◆ Texte présenté
--
Les Assignats

L′assignat était une monnaie fiduciaire mise en place sous la Révolution française.

Après le système de Law (1716-1720), l'assignat est la seconde expérience de monnaie fiduciaire en France au XVIIIe siècle : les deux se soldèrent par un échec retentissant.

 

À l'origine, il s'agissait d'un titre d'emprunt émis par le Trésor en 1789, dont la valeur est gagée sur les biens nationaux par assignation. Les assignats deviennent une monnaie de circulation et d'échange en 1791, et les assemblées révolutionnaires multiplient les émissions, qui entraînent une forte inflation. Le cours légal des assignats est supprimé en 1797.

Débuts

Le fonctionnement de l'assignat est simple : comme il est impossible de vendre tout de suite les biens du clergé, des billets seront émis, qui représenteront la valeur de ces biens par fraction : la valeur d'un bien est divisée en assignats, comme l'on ferait d'une société par actions. Toute personne qui désire acheter des parts dans les biens nationaux doit le faire via des assignats. Il faut donc avant tout que les particuliers achètent des assignats auprès de l'État, c'est ainsi que la rentrée d'argent se fait. Une fois la vente d'un bien effective (ou « réalisée »), le produit de la vente est inscrit au registre civil et, de retour dans les mains de l'État contre remboursement, les assignats doivent être détruits. Ainsi, la rentrée d'argent frais est plus rapide : les biens sont vendus de façon indirecte et par fraction, et non en une seule fois.
--
◆ Consigne
Reprenez le passage du texte sur les assignats allant de « Après le système » jusqu'à « un échec retentissant. », en changeant « retentissant » en « cuisant ».
--
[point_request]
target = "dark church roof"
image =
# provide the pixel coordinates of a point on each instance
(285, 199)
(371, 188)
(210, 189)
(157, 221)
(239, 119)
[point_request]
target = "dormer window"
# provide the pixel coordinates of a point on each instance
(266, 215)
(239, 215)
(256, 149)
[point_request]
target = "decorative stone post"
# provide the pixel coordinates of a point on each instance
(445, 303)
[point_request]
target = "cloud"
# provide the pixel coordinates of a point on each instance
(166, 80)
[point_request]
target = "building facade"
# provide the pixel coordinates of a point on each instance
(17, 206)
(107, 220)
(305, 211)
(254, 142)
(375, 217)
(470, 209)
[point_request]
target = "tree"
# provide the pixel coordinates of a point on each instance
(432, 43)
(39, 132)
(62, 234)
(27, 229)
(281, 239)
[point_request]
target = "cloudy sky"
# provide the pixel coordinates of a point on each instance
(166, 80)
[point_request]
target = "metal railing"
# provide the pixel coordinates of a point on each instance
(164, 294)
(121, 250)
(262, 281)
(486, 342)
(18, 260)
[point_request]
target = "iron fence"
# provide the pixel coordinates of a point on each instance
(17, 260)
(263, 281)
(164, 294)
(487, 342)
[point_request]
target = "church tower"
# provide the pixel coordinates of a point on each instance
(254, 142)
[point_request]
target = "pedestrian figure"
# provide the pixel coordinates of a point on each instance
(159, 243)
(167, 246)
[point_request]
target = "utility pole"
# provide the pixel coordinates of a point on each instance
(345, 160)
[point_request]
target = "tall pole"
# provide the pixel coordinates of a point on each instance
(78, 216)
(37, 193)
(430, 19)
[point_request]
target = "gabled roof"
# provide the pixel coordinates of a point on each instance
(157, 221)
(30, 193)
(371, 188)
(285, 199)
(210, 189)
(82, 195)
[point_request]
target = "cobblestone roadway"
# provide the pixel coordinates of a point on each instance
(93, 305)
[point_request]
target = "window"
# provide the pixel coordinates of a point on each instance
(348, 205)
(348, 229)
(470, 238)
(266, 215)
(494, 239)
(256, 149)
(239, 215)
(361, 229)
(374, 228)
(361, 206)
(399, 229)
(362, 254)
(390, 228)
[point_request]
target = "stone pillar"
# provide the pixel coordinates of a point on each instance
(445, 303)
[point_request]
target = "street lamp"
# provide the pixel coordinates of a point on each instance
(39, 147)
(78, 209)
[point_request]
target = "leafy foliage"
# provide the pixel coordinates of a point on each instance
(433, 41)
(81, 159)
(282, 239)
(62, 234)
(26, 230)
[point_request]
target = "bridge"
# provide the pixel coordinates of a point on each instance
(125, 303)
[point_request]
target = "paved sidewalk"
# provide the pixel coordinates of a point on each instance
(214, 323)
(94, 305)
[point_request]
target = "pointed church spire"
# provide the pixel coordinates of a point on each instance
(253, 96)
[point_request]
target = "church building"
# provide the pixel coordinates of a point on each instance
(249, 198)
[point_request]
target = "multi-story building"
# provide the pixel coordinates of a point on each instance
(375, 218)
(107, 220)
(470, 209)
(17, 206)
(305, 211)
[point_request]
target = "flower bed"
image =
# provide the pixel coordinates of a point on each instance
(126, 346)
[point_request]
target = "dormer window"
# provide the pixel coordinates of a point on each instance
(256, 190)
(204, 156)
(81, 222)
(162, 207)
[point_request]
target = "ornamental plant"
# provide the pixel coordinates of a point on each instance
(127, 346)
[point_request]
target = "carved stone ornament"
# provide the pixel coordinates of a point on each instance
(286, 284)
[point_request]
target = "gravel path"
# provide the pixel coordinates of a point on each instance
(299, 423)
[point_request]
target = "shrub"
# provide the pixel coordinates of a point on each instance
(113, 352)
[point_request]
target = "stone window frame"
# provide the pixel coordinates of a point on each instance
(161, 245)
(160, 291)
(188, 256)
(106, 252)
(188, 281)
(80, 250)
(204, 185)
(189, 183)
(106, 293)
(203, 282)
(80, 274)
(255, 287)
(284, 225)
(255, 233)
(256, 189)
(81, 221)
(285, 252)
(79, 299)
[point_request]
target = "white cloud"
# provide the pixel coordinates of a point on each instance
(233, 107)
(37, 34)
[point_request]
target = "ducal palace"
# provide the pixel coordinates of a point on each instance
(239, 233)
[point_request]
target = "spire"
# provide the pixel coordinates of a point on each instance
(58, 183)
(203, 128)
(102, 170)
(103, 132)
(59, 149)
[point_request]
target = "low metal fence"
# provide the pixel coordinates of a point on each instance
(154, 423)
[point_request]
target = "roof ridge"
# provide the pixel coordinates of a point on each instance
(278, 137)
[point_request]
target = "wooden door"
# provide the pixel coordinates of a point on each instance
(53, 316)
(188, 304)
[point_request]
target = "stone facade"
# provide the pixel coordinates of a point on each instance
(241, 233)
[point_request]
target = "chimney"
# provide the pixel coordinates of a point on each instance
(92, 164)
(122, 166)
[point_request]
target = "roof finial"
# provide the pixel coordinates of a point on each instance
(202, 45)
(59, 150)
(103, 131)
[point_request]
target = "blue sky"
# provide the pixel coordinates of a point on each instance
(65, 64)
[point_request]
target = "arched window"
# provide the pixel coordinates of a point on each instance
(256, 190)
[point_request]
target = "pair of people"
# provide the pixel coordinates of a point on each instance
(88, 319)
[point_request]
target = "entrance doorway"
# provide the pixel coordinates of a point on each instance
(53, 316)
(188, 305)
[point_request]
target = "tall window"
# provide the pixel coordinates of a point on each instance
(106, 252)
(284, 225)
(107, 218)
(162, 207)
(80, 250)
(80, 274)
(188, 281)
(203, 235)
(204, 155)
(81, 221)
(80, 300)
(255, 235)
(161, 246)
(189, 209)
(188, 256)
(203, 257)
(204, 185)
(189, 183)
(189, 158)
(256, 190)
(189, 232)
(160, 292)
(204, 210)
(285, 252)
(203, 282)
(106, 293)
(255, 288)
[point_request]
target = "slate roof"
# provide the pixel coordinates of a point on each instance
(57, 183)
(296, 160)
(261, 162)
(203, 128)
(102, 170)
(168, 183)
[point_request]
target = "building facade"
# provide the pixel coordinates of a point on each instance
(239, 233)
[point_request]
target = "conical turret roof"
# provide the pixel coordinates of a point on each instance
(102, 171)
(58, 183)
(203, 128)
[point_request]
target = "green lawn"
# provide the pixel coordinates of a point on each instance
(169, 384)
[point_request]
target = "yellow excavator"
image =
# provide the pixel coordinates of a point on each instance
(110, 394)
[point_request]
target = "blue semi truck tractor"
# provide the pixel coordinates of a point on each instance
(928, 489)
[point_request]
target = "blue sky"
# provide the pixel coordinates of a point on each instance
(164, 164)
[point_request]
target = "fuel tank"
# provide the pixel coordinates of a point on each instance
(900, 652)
--
◆ Corrigé
Après le système de Law (1716-1720), l'assignat est la seconde expérience de monnaie fiduciaire en France au XVIIIe siècle : les deux se soldèrent par un échec cuisant.